Excerpt
___
How To Use A Marketing Funnel

Step 1: Research

The first thing you need to do is go out there and get a full understanding of your customer journey. Digital measurement tools, such as Google Analytics, can give you a good start – showing you common journeys (as well as drop-off %s between stages) which can help you start to visualise the funnel. However – this is an incomplete picture. It won’t show you anything Google can’t easily measure. For example, if a user sees a social media post and then goes on to Google for the brand name (studies show this is a common behaviour, rather than directly clicking a link) Google won’t pick up the social media post’s involvement in the journey. Equally, it won’t measure any offline touchpoints.

Plus, Google will tell you about specific touch points of the funnel but won’t organise them into stages. You don’t want your funnel to say, for example that the Top is Facebook Ads, the Middle is Website and the Bottom is Email. That’s too specific, and won’t apply to all (or most, or many) customers. The funnel itself should be much higher level than that to encompass as many different user journeys and touch points as possible. 

As well as digital tools it can be helpful to use research – interviews with prospects, or survey research data, to understand the steps people take before making a purchase. You can also use your own intuition and understanding of your customers’ behaviour (but be careful not to rely to heavily on this – your intuition could be missing important steps!). 


Step 2: Plotting

Now you should have enough information to plot out the core steps people take when moving from the Top of Funnel through the Bottom of Funnel. You can use a structure similar to the one we wrote out above as a starting point, but it’s important to make it fit your specific business. Write it out in a full customer journey map in whatever programme you prefer (we like Miro) or just with pen and paper. 

Once you’ve got the stages down, plot out your touchpoints next to where they interact with the funnel. For example, your landing pages/website could be roughly at the consideration/conversion stages. Your performance ad campaigns could be aligned with Awareness as well as Conversion (if you’re using remarketing, for example). Your email newsletter could be aligned with Conversion, Retention and Referral.
___
Provided material
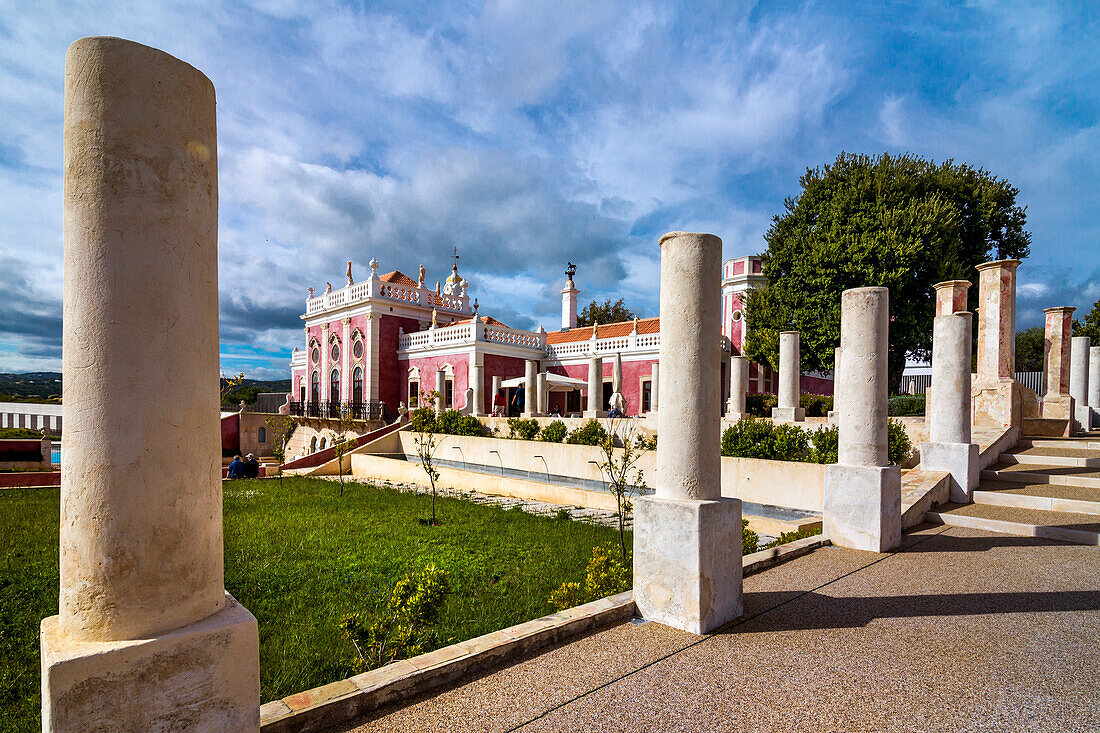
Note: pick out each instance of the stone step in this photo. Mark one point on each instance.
(1064, 476)
(1048, 459)
(1086, 442)
(1064, 526)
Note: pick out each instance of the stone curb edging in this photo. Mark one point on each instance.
(339, 702)
(347, 699)
(773, 556)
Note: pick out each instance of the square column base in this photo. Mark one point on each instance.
(1082, 417)
(688, 561)
(862, 506)
(201, 677)
(788, 414)
(960, 460)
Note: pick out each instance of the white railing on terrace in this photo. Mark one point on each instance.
(468, 334)
(373, 287)
(615, 345)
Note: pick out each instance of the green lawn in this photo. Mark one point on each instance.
(299, 558)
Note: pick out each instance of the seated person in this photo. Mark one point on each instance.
(251, 467)
(235, 468)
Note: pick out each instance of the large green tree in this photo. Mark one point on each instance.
(899, 221)
(1090, 326)
(604, 313)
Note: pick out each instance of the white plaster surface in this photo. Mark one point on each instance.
(960, 460)
(949, 412)
(862, 506)
(1079, 381)
(688, 561)
(865, 316)
(201, 677)
(688, 453)
(141, 536)
(1095, 386)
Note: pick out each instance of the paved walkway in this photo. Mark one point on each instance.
(961, 630)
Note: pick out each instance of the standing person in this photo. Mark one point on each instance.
(235, 468)
(251, 467)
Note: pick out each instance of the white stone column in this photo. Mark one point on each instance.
(145, 632)
(738, 385)
(862, 492)
(477, 383)
(686, 542)
(1079, 381)
(440, 390)
(530, 387)
(1057, 404)
(1093, 387)
(541, 385)
(949, 446)
(997, 398)
(595, 389)
(790, 378)
(655, 375)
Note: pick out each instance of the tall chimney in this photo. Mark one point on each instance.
(569, 301)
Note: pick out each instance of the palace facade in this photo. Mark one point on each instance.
(374, 345)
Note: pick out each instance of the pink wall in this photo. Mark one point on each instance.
(429, 365)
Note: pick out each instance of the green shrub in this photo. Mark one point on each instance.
(759, 404)
(405, 628)
(422, 419)
(899, 447)
(750, 540)
(553, 431)
(791, 536)
(904, 405)
(825, 445)
(752, 438)
(590, 434)
(523, 429)
(607, 573)
(451, 422)
(816, 405)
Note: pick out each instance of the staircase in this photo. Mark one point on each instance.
(1044, 488)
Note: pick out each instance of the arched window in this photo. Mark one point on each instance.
(356, 384)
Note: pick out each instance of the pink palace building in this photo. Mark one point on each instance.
(374, 345)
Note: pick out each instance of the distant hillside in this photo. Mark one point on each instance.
(31, 386)
(46, 386)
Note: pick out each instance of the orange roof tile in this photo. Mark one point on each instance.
(605, 330)
(398, 279)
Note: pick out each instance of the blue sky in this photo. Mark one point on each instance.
(532, 133)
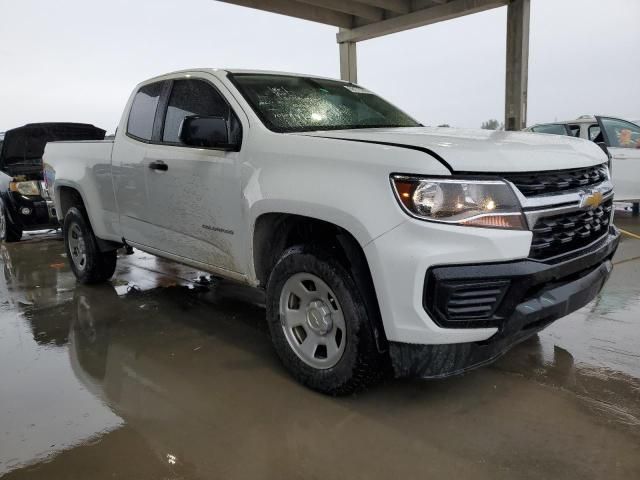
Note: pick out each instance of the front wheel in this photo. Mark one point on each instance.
(87, 262)
(319, 324)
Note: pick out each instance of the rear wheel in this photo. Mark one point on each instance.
(8, 231)
(87, 262)
(319, 324)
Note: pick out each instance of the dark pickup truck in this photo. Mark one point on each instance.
(25, 203)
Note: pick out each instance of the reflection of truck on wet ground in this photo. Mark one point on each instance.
(25, 203)
(377, 241)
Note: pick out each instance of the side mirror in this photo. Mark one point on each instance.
(208, 132)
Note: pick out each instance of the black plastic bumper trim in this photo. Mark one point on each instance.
(527, 279)
(564, 289)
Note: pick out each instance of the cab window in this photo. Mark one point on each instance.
(574, 130)
(143, 111)
(552, 128)
(620, 133)
(194, 97)
(594, 133)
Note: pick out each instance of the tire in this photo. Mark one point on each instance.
(350, 361)
(8, 231)
(87, 262)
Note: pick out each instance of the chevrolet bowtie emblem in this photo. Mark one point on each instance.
(593, 199)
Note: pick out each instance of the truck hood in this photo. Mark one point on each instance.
(483, 150)
(23, 147)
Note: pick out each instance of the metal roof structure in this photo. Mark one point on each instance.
(359, 20)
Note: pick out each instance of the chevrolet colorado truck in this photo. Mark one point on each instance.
(378, 242)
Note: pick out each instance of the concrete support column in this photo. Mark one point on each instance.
(348, 61)
(515, 110)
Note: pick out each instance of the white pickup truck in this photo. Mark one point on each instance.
(379, 242)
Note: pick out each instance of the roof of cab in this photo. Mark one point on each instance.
(219, 71)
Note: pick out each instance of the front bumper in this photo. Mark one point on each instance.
(538, 294)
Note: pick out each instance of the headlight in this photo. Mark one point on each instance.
(25, 188)
(481, 203)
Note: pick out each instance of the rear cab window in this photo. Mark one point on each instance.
(143, 111)
(551, 128)
(195, 98)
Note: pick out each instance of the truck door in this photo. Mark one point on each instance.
(194, 194)
(130, 164)
(623, 141)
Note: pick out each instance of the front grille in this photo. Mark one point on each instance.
(563, 233)
(541, 183)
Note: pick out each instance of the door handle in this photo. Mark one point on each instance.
(159, 165)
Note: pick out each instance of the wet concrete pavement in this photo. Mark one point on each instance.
(158, 377)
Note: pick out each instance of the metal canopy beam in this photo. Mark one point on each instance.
(517, 71)
(373, 14)
(348, 62)
(396, 6)
(419, 18)
(299, 10)
(360, 20)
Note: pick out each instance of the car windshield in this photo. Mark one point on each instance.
(296, 104)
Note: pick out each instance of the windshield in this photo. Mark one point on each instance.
(297, 104)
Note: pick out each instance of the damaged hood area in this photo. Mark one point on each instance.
(482, 151)
(23, 147)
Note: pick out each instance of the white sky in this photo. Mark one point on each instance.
(77, 60)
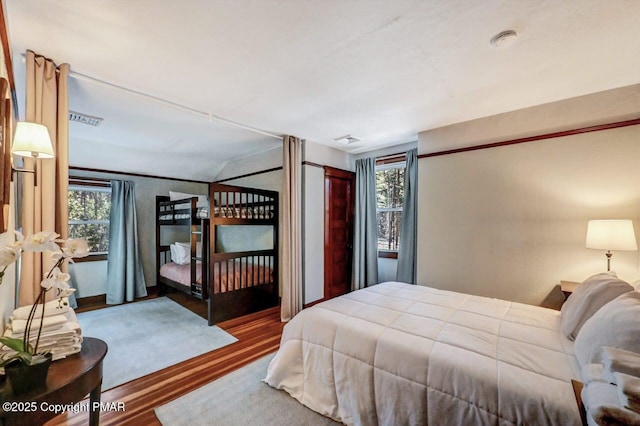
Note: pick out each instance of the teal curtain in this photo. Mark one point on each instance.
(407, 252)
(365, 244)
(125, 277)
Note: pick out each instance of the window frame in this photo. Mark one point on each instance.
(89, 184)
(388, 163)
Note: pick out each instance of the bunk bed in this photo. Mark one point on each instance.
(234, 283)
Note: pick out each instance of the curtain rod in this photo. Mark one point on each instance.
(211, 117)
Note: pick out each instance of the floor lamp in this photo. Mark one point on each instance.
(30, 140)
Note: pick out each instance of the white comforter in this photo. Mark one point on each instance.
(399, 354)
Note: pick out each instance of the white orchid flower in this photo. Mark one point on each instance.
(57, 280)
(65, 292)
(8, 255)
(41, 241)
(75, 248)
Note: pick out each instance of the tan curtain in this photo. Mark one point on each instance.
(291, 229)
(44, 207)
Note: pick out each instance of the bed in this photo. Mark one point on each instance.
(402, 354)
(192, 256)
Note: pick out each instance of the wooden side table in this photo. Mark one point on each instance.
(577, 392)
(68, 382)
(567, 288)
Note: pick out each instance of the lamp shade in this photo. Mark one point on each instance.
(32, 140)
(611, 235)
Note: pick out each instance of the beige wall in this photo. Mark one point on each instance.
(510, 222)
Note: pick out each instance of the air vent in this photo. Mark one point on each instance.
(84, 118)
(348, 139)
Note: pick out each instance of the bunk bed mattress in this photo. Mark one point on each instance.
(227, 276)
(396, 353)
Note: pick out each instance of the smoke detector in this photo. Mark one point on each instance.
(504, 39)
(348, 139)
(90, 120)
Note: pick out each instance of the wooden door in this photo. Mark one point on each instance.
(339, 186)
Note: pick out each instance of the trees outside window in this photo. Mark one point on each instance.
(390, 196)
(89, 209)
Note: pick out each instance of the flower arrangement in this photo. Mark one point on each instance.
(55, 280)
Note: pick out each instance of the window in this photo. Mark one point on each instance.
(389, 197)
(89, 208)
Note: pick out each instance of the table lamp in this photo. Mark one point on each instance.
(611, 235)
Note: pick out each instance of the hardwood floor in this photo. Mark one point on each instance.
(258, 335)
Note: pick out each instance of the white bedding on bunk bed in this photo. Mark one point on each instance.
(227, 276)
(403, 354)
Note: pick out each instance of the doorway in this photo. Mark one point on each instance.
(338, 231)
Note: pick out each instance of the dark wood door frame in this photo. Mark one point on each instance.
(342, 174)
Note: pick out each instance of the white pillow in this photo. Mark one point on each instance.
(616, 324)
(587, 298)
(180, 253)
(203, 200)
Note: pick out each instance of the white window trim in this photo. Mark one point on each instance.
(398, 165)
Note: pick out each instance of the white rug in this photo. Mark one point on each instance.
(239, 398)
(147, 336)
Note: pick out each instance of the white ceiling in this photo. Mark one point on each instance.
(379, 70)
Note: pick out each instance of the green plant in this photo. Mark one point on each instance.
(26, 348)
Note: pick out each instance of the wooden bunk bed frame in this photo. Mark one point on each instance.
(232, 283)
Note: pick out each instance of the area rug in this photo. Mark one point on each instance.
(239, 398)
(147, 336)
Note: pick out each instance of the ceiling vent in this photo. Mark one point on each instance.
(348, 139)
(84, 118)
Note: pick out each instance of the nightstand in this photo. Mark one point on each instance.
(568, 287)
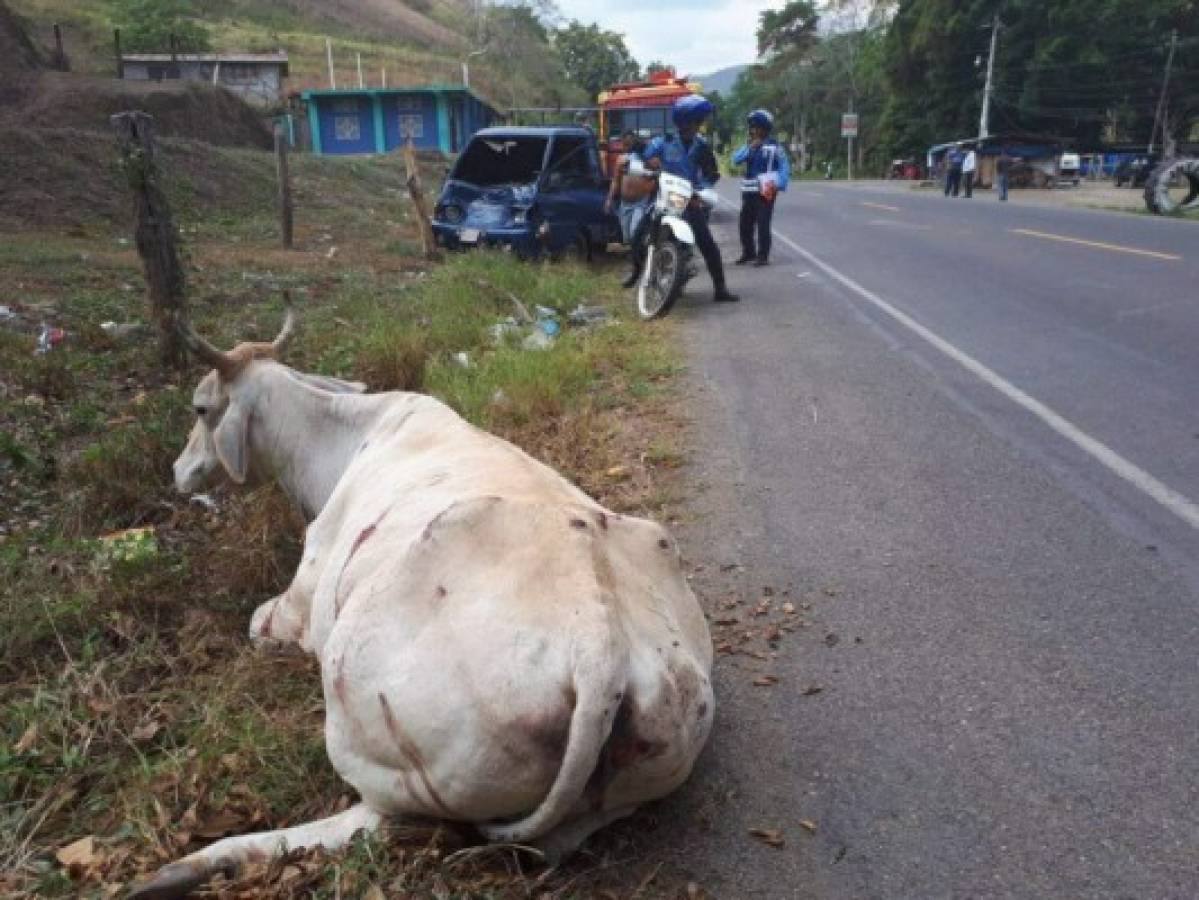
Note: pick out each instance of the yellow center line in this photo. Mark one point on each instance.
(1097, 245)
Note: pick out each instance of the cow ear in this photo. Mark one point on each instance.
(230, 440)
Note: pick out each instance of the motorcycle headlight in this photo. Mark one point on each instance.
(676, 201)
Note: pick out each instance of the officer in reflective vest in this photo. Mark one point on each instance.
(767, 171)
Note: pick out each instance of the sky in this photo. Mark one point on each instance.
(696, 36)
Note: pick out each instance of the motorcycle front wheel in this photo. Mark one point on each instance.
(662, 282)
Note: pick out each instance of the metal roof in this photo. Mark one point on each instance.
(534, 131)
(321, 92)
(279, 58)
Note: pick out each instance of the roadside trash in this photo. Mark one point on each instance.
(128, 545)
(500, 331)
(547, 321)
(583, 316)
(122, 331)
(48, 339)
(538, 339)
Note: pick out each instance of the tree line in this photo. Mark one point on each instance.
(1090, 72)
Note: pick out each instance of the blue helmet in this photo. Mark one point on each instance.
(692, 109)
(760, 119)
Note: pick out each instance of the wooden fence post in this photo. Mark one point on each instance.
(155, 234)
(413, 179)
(282, 175)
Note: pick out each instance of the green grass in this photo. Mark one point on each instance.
(132, 707)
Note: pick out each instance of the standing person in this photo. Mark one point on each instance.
(767, 173)
(687, 155)
(969, 167)
(1002, 173)
(953, 159)
(633, 194)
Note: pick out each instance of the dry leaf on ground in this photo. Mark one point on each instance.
(26, 741)
(770, 837)
(79, 856)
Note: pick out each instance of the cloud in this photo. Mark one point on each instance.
(696, 36)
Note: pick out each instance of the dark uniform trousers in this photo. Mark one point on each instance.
(755, 217)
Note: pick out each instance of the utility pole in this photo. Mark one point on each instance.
(1161, 101)
(984, 120)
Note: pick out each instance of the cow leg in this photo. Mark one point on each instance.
(562, 841)
(284, 618)
(232, 853)
(276, 623)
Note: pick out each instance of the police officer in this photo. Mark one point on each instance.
(767, 171)
(687, 155)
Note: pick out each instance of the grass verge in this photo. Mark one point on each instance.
(136, 723)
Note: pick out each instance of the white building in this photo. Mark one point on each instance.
(255, 77)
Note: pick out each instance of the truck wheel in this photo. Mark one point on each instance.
(577, 251)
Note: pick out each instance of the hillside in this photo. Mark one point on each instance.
(721, 80)
(417, 42)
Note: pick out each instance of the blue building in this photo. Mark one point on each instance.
(377, 120)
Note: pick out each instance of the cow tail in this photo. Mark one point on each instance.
(600, 680)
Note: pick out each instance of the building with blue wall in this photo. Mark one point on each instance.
(378, 120)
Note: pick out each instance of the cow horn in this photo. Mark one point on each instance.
(203, 350)
(289, 326)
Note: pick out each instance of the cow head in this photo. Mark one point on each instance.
(223, 403)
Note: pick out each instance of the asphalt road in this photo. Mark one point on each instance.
(965, 434)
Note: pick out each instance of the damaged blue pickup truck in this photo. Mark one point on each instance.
(532, 191)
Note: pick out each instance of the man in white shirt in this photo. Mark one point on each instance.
(969, 165)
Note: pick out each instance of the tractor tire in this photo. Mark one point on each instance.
(1157, 187)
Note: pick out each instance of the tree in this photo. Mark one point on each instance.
(787, 35)
(522, 31)
(1091, 72)
(149, 25)
(595, 59)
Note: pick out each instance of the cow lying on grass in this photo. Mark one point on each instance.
(495, 646)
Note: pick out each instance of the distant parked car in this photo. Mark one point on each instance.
(1068, 169)
(531, 189)
(1134, 173)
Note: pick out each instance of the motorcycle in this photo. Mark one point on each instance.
(670, 242)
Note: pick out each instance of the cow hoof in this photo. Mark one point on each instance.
(172, 881)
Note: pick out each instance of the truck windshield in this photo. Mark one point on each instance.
(501, 161)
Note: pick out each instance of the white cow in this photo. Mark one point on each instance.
(495, 646)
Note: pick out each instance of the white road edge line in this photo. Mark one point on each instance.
(1181, 506)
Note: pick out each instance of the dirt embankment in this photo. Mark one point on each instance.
(59, 153)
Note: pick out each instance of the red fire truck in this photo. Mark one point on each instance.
___
Required tasks
(1) Which program for writing a customer journey map does the marketing funnel excerpt say it likes?
(2) Can you rewrite the paragraph of the marketing funnel excerpt that begins "Once you've got the stages down" as a short bulleted list that keeps its main facts?

Written answers
(1) Miro.

(2)
- After the stages are down, plot your touchpoints next to where they interact with the funnel.
- Landing pages/website: roughly at the consideration/conversion stages.
- Performance ad campaigns: Awareness, and also Conversion (for example, if you're using remarketing).
- Email newsletter: Conversion, Retention and Referral.